Natural-language object grounding data:
━━━━━━━━

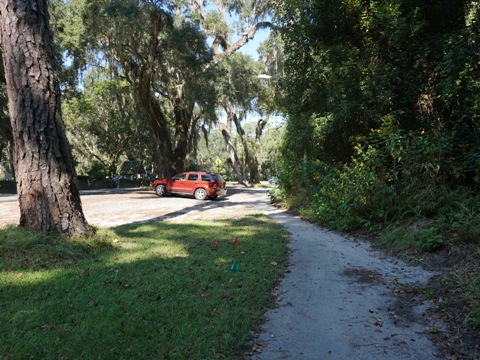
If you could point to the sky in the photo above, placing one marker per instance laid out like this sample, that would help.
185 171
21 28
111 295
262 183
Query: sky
251 47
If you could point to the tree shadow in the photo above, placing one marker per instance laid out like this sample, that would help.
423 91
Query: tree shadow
168 296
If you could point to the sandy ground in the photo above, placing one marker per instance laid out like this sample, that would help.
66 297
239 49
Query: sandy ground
339 299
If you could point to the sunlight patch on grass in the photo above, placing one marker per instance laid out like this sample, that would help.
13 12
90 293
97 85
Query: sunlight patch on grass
163 290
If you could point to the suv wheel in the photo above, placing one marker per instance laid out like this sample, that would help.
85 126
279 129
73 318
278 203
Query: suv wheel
160 190
200 194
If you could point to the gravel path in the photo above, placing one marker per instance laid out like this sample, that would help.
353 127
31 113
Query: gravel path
339 299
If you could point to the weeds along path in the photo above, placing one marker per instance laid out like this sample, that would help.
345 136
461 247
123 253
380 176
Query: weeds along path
339 299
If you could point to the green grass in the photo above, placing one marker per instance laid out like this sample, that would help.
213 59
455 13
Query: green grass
152 291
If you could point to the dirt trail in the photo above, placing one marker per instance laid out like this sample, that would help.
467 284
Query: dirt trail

━━━━━━━━

# [Work request]
Work out how many lines of the entries contain the word "dirt", and answer with that number alone.

# [Solved exercise]
2